All lines holding the word "shirt" are to be copied from the records beneath.

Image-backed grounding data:
*** Begin section ***
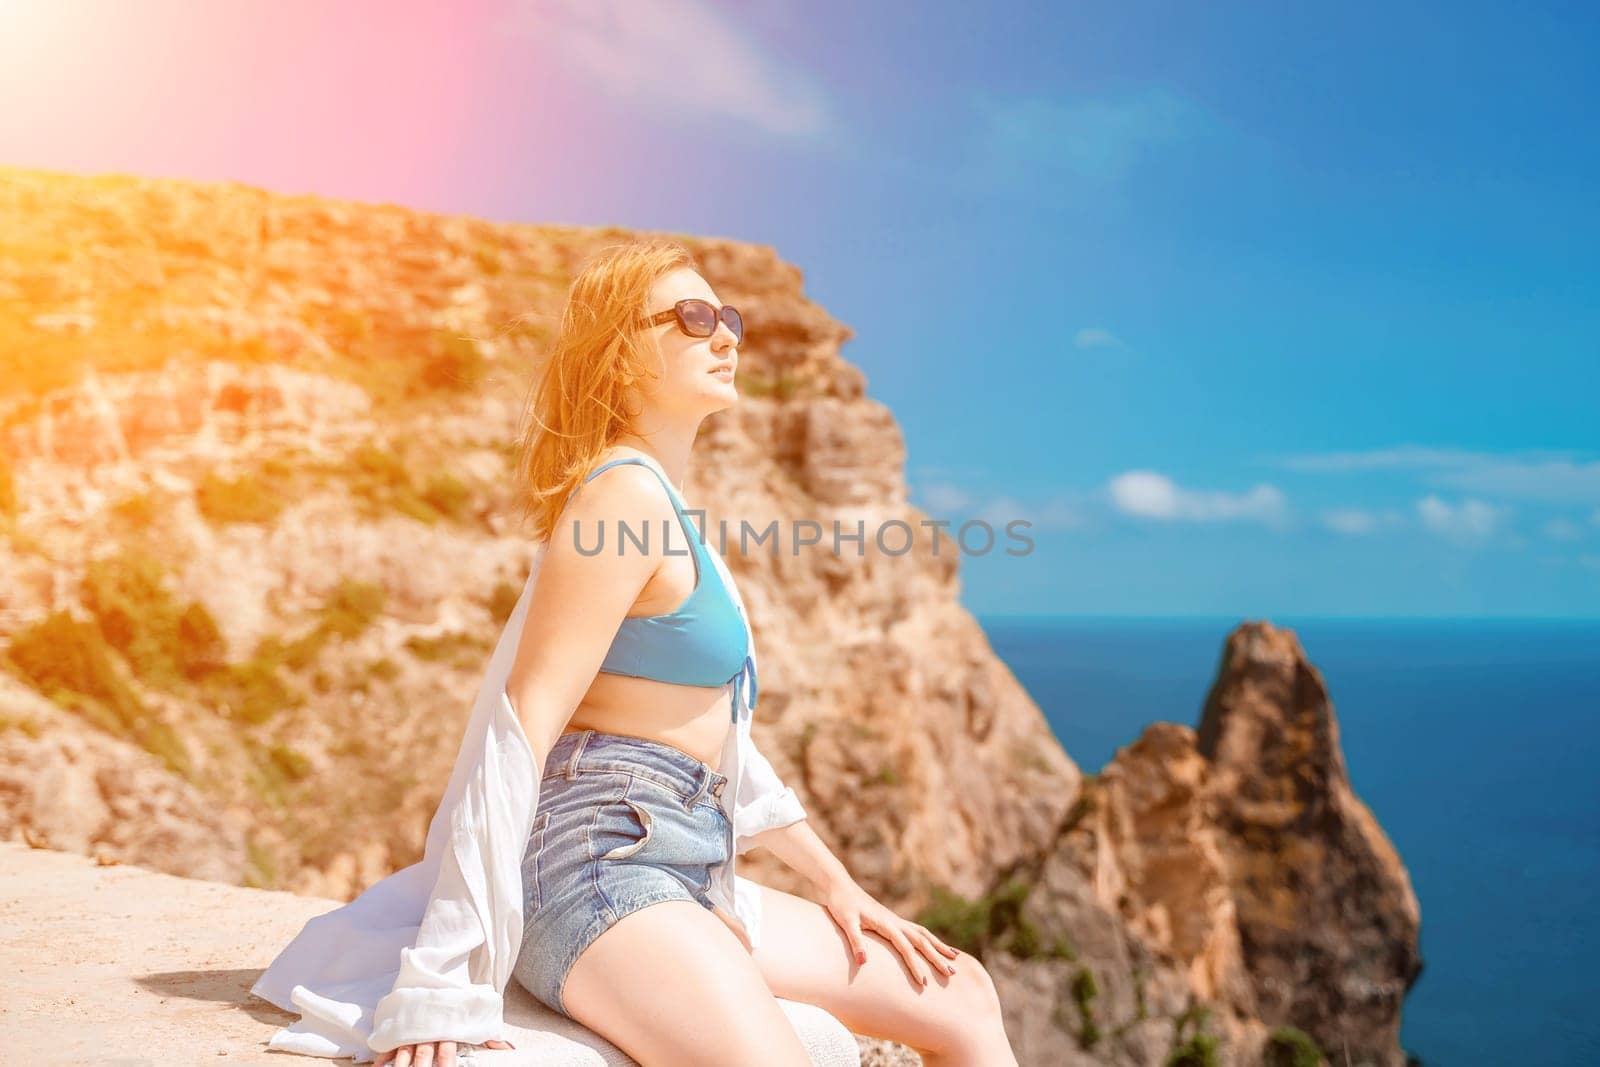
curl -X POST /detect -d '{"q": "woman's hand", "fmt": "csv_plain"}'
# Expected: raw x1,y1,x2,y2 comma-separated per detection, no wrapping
820,877,960,987
373,1038,514,1066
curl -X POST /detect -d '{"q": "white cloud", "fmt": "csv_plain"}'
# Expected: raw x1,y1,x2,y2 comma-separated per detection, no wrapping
1035,497,1088,530
973,494,1085,533
1108,470,1288,526
1270,445,1600,504
917,482,971,512
1416,495,1506,543
1591,507,1600,528
912,481,1086,533
1073,327,1123,351
1441,458,1600,502
1272,445,1488,473
1322,508,1379,535
1580,554,1600,572
974,495,1024,531
503,0,832,138
1321,508,1408,535
1543,517,1586,542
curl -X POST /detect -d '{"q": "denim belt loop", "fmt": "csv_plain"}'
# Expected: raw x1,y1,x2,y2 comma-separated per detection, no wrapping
684,773,710,810
564,729,593,779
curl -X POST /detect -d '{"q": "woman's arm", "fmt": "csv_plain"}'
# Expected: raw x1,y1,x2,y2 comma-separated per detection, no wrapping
742,818,854,893
750,817,960,985
371,463,673,1066
734,736,962,987
505,463,675,760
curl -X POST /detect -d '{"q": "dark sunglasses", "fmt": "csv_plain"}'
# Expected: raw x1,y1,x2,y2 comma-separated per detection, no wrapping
640,298,744,345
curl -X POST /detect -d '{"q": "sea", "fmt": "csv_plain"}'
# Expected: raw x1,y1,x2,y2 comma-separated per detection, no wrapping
977,615,1600,1067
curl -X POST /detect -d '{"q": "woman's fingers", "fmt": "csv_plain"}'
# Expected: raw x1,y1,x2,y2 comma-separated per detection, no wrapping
838,902,951,989
843,915,869,967
912,927,956,976
884,924,931,987
921,923,961,959
377,1037,499,1067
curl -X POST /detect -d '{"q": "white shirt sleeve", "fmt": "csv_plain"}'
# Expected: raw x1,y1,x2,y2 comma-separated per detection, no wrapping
731,727,807,854
366,690,539,1055
364,813,505,1053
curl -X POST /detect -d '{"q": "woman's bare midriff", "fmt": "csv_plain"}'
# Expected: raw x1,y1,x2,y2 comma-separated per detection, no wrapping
560,672,734,768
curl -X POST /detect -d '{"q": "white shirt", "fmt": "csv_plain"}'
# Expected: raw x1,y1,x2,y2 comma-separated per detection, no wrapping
249,533,807,1060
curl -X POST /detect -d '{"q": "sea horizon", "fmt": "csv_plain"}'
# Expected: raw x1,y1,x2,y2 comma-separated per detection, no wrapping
976,612,1600,623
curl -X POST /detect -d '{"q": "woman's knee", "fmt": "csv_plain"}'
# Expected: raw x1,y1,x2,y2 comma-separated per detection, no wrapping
948,950,1002,1015
922,950,1007,1053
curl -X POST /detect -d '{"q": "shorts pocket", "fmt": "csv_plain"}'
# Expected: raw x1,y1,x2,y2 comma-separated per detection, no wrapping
590,790,654,862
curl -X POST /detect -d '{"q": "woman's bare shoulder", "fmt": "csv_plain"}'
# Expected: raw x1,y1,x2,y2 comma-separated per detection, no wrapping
552,457,673,552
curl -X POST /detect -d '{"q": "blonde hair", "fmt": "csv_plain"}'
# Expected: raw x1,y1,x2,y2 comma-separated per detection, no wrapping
511,238,696,542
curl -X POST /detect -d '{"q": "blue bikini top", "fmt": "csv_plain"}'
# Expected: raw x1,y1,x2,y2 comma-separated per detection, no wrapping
579,456,752,695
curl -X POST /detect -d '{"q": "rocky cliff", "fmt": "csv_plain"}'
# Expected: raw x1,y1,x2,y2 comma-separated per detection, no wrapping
0,166,1420,1065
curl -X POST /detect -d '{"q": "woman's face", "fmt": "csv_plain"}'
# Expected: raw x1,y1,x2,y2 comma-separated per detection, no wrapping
636,267,741,419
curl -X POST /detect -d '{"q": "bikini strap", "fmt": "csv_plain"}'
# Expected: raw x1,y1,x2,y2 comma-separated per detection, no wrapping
581,456,705,554
583,456,683,510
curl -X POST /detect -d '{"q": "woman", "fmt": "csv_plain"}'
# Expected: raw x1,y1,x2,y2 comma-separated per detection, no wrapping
255,240,1019,1066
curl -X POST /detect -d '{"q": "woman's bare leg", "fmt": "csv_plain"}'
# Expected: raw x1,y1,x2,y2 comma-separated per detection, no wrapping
561,898,812,1067
750,883,1020,1067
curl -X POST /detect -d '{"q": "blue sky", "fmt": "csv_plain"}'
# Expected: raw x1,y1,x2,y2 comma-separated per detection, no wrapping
4,0,1597,616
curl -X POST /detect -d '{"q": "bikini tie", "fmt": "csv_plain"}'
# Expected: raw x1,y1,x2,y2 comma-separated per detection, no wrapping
731,653,757,723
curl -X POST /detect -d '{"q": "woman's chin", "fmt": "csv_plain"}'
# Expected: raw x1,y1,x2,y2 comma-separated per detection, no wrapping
701,382,740,412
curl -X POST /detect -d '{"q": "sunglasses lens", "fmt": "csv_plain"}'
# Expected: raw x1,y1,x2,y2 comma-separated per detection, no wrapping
721,306,744,344
679,300,718,337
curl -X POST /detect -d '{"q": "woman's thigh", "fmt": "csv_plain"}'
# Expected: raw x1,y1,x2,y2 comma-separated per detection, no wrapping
749,882,999,1056
562,897,813,1067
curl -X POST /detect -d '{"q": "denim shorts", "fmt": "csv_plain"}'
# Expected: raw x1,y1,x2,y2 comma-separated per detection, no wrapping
511,728,733,1019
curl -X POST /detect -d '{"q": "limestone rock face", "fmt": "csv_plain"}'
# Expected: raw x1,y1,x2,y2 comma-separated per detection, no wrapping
0,682,248,884
1023,622,1422,1066
0,167,1419,1065
1194,623,1423,1065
*** End section ***
## TASK RESULT
curl -X POST /detect -d '{"q": "white shirt sleeve", "fmt": "csv_plain"}'
curl -X POST /detect -d '{"q": "white shirt", "fmt": "csv_plain"}'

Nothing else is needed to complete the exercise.